Artículo:
++++++

Arrimando el hombro

Hay que dar la bienvenida a las buenas noticias de los últimos meses. Confirman sobre todo que nuestra economía sigue corrigiendo sus desequilibrios, el exterior y el de las cuentas públicas, lo que mejora la deteriorada reputación de la que disfrutamos frente a nuestros socios; en sí, no obstante, poco hará esa corrección, en el futuro próximo, para aliviar nuestro problema más grave, el del paro. Vale la pena insistir en algo que ya debe de ser evidente: el crecimiento de la demanda que podemos esperar no bastará para absorber en un plazo tolerable el stock de parados que han dejado tras de sí la burbuja inmobiliaria y la recesión que la siguió. Habrá que hacer esfuerzos extraordinarios no sólo para remediar el paro juvenil, sino también, y sobre todo, para que los más de tres millones de parados de entre 25 y 44 años (el 60% del total) puedan reincorporarse a un empleo antes de que sea tarde. No miremos hacia otro lado: si fracasamos en esta tarea, la situación social se hará, y con razón, insoportable.

++++++

Registros:
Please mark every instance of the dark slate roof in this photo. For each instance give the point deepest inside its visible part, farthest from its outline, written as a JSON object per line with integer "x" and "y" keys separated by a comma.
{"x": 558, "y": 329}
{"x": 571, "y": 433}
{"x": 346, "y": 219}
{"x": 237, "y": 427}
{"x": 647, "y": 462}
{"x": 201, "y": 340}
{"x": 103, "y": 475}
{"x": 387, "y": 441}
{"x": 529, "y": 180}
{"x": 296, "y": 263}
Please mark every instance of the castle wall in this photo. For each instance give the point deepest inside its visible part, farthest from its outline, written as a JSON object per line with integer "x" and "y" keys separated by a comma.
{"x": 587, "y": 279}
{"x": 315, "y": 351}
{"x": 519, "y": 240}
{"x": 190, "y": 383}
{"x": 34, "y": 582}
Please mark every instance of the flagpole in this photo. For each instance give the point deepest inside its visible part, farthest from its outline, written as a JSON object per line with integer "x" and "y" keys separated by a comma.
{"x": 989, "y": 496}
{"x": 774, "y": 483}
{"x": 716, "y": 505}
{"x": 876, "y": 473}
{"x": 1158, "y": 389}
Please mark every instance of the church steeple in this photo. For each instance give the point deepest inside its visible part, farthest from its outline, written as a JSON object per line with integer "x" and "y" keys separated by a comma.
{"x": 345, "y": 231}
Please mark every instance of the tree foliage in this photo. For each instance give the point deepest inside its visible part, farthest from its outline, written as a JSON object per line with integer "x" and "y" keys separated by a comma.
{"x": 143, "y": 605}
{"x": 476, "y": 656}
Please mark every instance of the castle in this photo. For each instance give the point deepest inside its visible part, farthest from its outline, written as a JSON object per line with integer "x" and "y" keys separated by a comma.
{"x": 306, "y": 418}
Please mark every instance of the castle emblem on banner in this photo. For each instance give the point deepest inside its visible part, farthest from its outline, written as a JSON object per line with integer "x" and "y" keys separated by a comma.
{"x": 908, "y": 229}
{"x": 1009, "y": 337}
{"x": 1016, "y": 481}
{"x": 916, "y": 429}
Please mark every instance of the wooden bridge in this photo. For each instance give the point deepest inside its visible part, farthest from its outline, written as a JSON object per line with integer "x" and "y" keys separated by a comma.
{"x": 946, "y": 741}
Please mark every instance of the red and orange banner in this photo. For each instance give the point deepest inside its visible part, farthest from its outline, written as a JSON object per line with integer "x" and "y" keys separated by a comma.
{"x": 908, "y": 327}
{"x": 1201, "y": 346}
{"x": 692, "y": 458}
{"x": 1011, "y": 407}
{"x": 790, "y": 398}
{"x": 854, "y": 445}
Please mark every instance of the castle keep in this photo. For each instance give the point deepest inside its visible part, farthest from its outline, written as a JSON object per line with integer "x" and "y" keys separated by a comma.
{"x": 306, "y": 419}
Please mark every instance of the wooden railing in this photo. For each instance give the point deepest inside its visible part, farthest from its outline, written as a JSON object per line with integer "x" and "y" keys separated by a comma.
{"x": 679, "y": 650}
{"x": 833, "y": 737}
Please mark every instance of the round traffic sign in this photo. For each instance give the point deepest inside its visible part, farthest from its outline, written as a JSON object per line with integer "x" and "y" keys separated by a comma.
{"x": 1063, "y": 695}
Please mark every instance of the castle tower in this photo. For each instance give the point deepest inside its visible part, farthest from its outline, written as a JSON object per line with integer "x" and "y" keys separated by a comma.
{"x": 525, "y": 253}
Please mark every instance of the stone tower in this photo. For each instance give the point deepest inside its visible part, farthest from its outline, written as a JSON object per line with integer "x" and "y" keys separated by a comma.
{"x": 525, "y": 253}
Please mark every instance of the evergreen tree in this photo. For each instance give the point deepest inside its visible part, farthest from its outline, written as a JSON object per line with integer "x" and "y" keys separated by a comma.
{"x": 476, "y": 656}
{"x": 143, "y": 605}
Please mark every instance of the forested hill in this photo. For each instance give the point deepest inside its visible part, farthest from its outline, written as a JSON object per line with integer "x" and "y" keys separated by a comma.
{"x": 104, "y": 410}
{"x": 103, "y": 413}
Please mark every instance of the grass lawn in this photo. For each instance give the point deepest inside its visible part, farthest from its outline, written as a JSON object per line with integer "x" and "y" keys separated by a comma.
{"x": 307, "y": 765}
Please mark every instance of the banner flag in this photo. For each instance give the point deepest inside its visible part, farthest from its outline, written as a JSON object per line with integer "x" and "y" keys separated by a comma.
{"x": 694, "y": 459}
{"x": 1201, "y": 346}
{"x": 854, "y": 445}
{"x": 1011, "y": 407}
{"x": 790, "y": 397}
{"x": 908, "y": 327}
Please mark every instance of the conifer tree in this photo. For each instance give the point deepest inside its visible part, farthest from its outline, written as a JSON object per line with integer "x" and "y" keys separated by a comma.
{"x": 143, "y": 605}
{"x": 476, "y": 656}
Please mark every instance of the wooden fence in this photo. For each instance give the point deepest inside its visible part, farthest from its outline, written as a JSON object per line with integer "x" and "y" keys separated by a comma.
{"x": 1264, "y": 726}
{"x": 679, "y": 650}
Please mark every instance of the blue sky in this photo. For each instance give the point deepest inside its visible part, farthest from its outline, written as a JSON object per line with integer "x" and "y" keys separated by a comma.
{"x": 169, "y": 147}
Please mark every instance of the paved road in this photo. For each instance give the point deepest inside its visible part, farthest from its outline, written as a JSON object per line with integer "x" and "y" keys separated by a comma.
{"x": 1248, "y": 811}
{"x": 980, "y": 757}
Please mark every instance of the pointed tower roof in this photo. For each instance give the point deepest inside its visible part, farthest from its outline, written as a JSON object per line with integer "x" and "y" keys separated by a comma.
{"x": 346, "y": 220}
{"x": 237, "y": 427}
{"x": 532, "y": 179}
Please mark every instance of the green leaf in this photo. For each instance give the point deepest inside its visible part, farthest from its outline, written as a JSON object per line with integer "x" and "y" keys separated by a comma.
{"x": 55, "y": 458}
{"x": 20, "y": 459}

++++++

Tareas:
(a) Responde a estas preguntas sobre el artículo acerca del paro:
(i) ¿Qué dos desequilibrios sigue corrigiendo la economía?
(ii) ¿Cuál es el problema más grave?
(iii) ¿Qué porcentaje del total de parados representan los que tienen entre 25 y 44 años?
(b) Prosigue el artículo acerca del paro a partir de su última frase.

Respuestas:
(a)
(i) El exterior y el de las cuentas públicas.
(ii) El paro.
(iii) El 60%.

(b)
Esos esfuerzos han de tener un doble objetivo: combinar formación y empleo y extender el ámbito del trabajo a tiempo parcial. El primero, porque los mayores de 25 años no pueden ser sólo estudiantes o aprendices, ya que su experiencia y formación previas los capacitan para desempeñar alguna tarea, y porque sus necesidades (sus responsabilidades familiares en muchos casos) no les permiten vivir sólo de un sueldo de aprendiz o de una beca. El segundo, ampliar el ámbito del trabajo a tiempo parcial, es necesario porque, a corto plazo por lo menos, no hay trabajo a jornada completa para todos.

Para que estos objetivos puedan alcanzarse hay que contar con la colaboración de trabajadores y sindicatos, pero esta no basta: es indispensable que los empresarios se impliquen activamente en el proceso. Las empresas son las únicas que pueden acabar de formar al trabajador completando las habilidades adquiridas en la escuela con los hábitos (puntualidad, regularidad, responsabilidad, trabajo en equipo) que han de poseer quienes trabajan en una organización.

Son las empresas, además, las que pueden pagar un sueldo a trabajadores en formación, y las que pueden convertir jornadas completas en contratos a tiempo parcial. Las administraciones pueden colaborar, pero sufren dos grandes limitaciones: la primera es que los empleos que pueden crear son, en general, de baja productividad y salarios bajos, muy necesarios hoy, porque cualquier cosa es mejor que no hacer nada, pero sin mucho porvenir; la segunda es que tienen pocos recursos. No hay que pensar ni por un momento que puedan sustituir a las empresas.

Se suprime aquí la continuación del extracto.